Task directions
Place every line of the records below into a Markdown table with the columns Row and Line, numbering each row and omitting any blank lines.

[start of Entries provided]

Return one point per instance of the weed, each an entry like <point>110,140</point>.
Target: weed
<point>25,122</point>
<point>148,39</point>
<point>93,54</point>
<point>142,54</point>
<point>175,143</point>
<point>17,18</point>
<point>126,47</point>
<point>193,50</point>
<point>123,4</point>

[end of Entries provided]

Completed exercise
| Row | Line |
|---|---|
| 1 | Return one point per instance of the weed, each an entry like <point>110,140</point>. |
| 2 | Target: weed |
| 3 | <point>25,122</point> |
| 4 | <point>148,39</point> |
| 5 | <point>93,54</point> |
| 6 | <point>142,54</point> |
| 7 | <point>175,143</point> |
| 8 | <point>17,18</point> |
| 9 | <point>126,47</point> |
| 10 | <point>193,50</point> |
| 11 | <point>123,4</point> |